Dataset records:
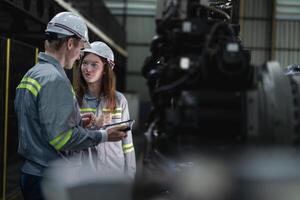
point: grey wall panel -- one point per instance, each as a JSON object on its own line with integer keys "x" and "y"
{"x": 287, "y": 42}
{"x": 258, "y": 57}
{"x": 257, "y": 8}
{"x": 140, "y": 29}
{"x": 256, "y": 33}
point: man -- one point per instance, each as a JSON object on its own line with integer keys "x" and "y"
{"x": 46, "y": 107}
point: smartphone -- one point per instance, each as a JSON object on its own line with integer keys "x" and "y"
{"x": 129, "y": 124}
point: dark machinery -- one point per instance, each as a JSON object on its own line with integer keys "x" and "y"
{"x": 207, "y": 97}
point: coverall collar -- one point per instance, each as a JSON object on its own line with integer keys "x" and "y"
{"x": 43, "y": 57}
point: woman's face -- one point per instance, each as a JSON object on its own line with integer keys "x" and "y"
{"x": 92, "y": 68}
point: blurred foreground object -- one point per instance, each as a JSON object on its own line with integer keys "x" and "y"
{"x": 72, "y": 180}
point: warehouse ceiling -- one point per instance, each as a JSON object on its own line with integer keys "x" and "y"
{"x": 132, "y": 7}
{"x": 26, "y": 20}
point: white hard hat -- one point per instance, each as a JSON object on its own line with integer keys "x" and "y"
{"x": 103, "y": 50}
{"x": 68, "y": 24}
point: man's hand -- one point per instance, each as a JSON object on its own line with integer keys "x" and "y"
{"x": 116, "y": 133}
{"x": 88, "y": 119}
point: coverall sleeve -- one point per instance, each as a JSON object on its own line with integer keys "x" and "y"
{"x": 127, "y": 143}
{"x": 60, "y": 118}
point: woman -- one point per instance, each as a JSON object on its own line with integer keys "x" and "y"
{"x": 97, "y": 93}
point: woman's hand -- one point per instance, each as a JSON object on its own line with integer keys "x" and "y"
{"x": 104, "y": 119}
{"x": 88, "y": 120}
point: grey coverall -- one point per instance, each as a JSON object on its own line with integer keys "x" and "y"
{"x": 110, "y": 157}
{"x": 49, "y": 117}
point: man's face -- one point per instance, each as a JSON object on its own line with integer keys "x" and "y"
{"x": 73, "y": 52}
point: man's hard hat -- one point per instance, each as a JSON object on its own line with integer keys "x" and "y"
{"x": 68, "y": 24}
{"x": 103, "y": 50}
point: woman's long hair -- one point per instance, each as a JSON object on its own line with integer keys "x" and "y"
{"x": 108, "y": 85}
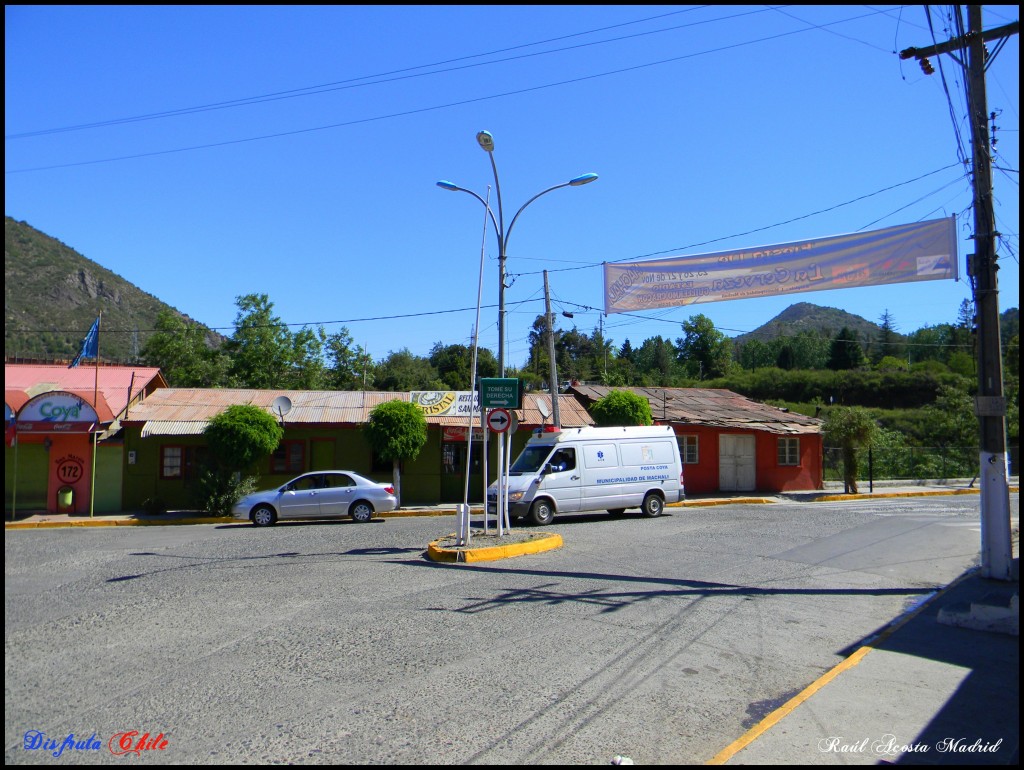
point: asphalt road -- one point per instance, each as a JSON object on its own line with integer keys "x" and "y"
{"x": 662, "y": 640}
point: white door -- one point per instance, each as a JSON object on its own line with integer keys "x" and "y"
{"x": 735, "y": 463}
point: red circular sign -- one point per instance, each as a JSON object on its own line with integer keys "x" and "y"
{"x": 70, "y": 471}
{"x": 499, "y": 420}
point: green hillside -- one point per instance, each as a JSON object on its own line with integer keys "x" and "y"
{"x": 52, "y": 295}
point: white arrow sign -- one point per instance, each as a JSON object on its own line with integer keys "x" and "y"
{"x": 499, "y": 420}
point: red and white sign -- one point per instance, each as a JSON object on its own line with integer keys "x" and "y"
{"x": 499, "y": 420}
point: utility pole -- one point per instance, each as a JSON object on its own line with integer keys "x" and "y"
{"x": 990, "y": 405}
{"x": 553, "y": 368}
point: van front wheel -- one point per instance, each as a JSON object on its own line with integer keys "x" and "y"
{"x": 541, "y": 513}
{"x": 652, "y": 506}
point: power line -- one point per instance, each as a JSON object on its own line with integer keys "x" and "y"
{"x": 420, "y": 111}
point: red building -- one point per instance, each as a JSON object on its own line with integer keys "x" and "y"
{"x": 732, "y": 443}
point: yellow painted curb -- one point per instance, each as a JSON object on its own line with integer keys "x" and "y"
{"x": 437, "y": 552}
{"x": 872, "y": 495}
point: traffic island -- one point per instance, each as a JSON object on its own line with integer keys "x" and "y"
{"x": 489, "y": 547}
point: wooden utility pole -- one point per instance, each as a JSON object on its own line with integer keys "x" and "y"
{"x": 553, "y": 366}
{"x": 990, "y": 404}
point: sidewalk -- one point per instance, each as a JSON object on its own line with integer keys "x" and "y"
{"x": 937, "y": 686}
{"x": 934, "y": 688}
{"x": 833, "y": 492}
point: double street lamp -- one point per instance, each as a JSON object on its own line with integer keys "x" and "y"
{"x": 486, "y": 141}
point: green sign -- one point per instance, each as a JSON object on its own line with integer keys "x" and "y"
{"x": 503, "y": 392}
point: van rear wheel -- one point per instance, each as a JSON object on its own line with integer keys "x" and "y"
{"x": 652, "y": 506}
{"x": 542, "y": 513}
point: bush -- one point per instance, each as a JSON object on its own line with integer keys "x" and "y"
{"x": 622, "y": 408}
{"x": 216, "y": 490}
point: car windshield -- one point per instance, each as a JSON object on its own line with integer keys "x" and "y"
{"x": 531, "y": 460}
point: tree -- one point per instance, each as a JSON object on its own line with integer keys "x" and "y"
{"x": 622, "y": 408}
{"x": 401, "y": 372}
{"x": 887, "y": 341}
{"x": 307, "y": 371}
{"x": 704, "y": 351}
{"x": 850, "y": 428}
{"x": 756, "y": 354}
{"x": 237, "y": 437}
{"x": 951, "y": 422}
{"x": 655, "y": 360}
{"x": 181, "y": 352}
{"x": 261, "y": 348}
{"x": 396, "y": 431}
{"x": 845, "y": 351}
{"x": 454, "y": 365}
{"x": 349, "y": 367}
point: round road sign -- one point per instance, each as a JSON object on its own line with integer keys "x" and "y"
{"x": 499, "y": 420}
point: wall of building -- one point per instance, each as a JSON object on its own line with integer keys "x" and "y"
{"x": 702, "y": 477}
{"x": 26, "y": 476}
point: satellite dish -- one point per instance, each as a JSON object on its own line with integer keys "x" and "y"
{"x": 282, "y": 405}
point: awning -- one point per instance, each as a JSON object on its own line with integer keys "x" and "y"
{"x": 174, "y": 428}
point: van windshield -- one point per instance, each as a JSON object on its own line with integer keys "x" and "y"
{"x": 531, "y": 460}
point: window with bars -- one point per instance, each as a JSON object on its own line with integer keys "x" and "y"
{"x": 688, "y": 448}
{"x": 179, "y": 462}
{"x": 788, "y": 452}
{"x": 290, "y": 457}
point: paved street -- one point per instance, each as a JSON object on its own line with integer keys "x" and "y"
{"x": 663, "y": 640}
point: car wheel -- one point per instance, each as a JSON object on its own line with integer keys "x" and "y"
{"x": 652, "y": 506}
{"x": 263, "y": 516}
{"x": 542, "y": 513}
{"x": 360, "y": 511}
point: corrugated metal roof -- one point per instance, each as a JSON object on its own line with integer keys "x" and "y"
{"x": 571, "y": 414}
{"x": 711, "y": 407}
{"x": 112, "y": 382}
{"x": 173, "y": 405}
{"x": 174, "y": 428}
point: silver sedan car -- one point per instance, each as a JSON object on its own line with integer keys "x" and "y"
{"x": 315, "y": 496}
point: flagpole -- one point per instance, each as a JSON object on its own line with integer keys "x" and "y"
{"x": 95, "y": 409}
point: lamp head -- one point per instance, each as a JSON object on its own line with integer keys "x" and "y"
{"x": 485, "y": 140}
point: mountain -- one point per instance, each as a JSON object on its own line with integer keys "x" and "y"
{"x": 805, "y": 316}
{"x": 52, "y": 295}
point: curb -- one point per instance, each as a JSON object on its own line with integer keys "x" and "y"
{"x": 436, "y": 552}
{"x": 115, "y": 522}
{"x": 826, "y": 498}
{"x": 823, "y": 498}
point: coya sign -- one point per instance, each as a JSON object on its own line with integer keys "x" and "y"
{"x": 55, "y": 412}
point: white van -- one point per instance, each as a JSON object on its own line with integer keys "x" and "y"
{"x": 594, "y": 469}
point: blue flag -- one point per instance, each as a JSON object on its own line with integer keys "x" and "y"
{"x": 90, "y": 345}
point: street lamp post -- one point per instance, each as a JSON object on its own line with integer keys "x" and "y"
{"x": 486, "y": 141}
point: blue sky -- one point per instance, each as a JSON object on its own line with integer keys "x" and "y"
{"x": 205, "y": 153}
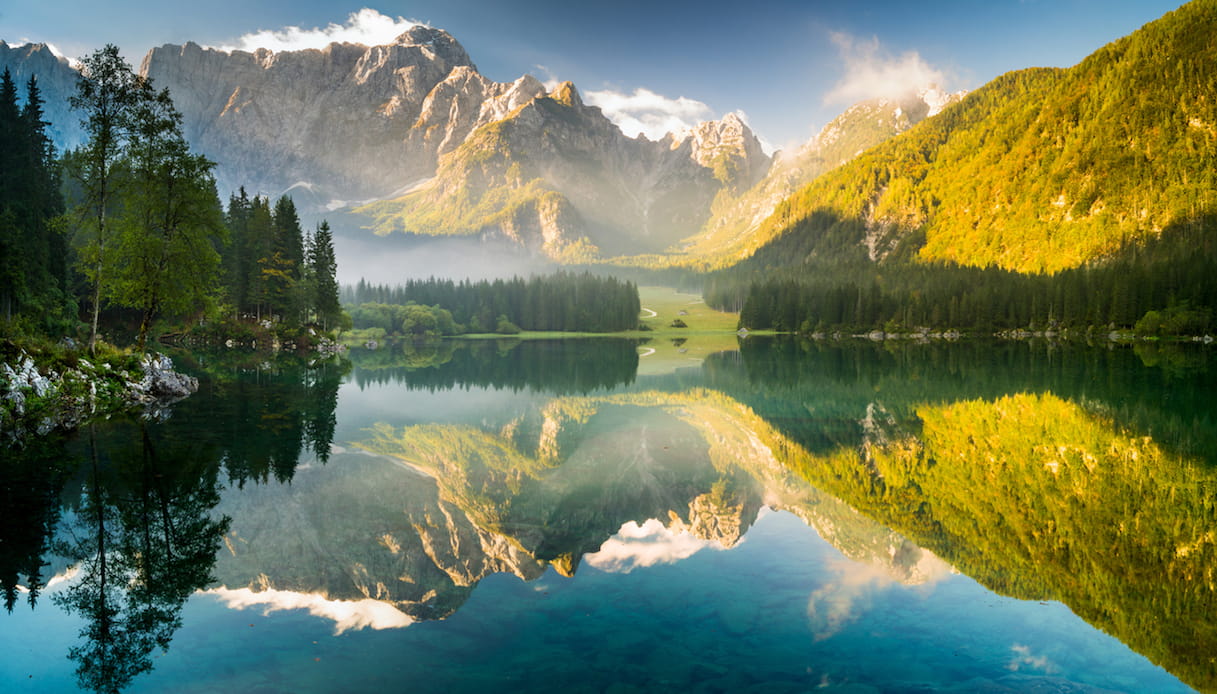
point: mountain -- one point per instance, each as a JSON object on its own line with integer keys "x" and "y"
{"x": 556, "y": 175}
{"x": 735, "y": 218}
{"x": 1036, "y": 172}
{"x": 56, "y": 80}
{"x": 454, "y": 152}
{"x": 346, "y": 122}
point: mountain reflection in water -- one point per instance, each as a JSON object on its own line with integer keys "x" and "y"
{"x": 1044, "y": 473}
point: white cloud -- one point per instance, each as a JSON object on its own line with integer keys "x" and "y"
{"x": 650, "y": 113}
{"x": 346, "y": 614}
{"x": 366, "y": 27}
{"x": 870, "y": 72}
{"x": 1024, "y": 659}
{"x": 51, "y": 48}
{"x": 638, "y": 546}
{"x": 550, "y": 80}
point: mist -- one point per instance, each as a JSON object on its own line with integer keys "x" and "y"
{"x": 396, "y": 258}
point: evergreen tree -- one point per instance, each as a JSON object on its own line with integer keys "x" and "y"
{"x": 32, "y": 250}
{"x": 325, "y": 283}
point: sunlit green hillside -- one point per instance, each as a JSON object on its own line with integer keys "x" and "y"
{"x": 1038, "y": 171}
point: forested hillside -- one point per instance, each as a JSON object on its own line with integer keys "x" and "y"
{"x": 1038, "y": 171}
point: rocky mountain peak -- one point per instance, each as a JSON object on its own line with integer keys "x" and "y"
{"x": 567, "y": 95}
{"x": 438, "y": 42}
{"x": 730, "y": 149}
{"x": 56, "y": 79}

_Your task_
The lines from the one with "point: forested hillside" through the end of the data above are to be set down exactly, with both boundary lines included and no other lines.

_Answer section_
point: forested hillside -- one point per instance, each as a JSON object on its own line with integer keys "x" and "y"
{"x": 1038, "y": 171}
point: rocky mountain peak -- one point per instance, each as a JSON object on its own line with integer keys "x" and "y"
{"x": 567, "y": 95}
{"x": 438, "y": 42}
{"x": 730, "y": 149}
{"x": 56, "y": 79}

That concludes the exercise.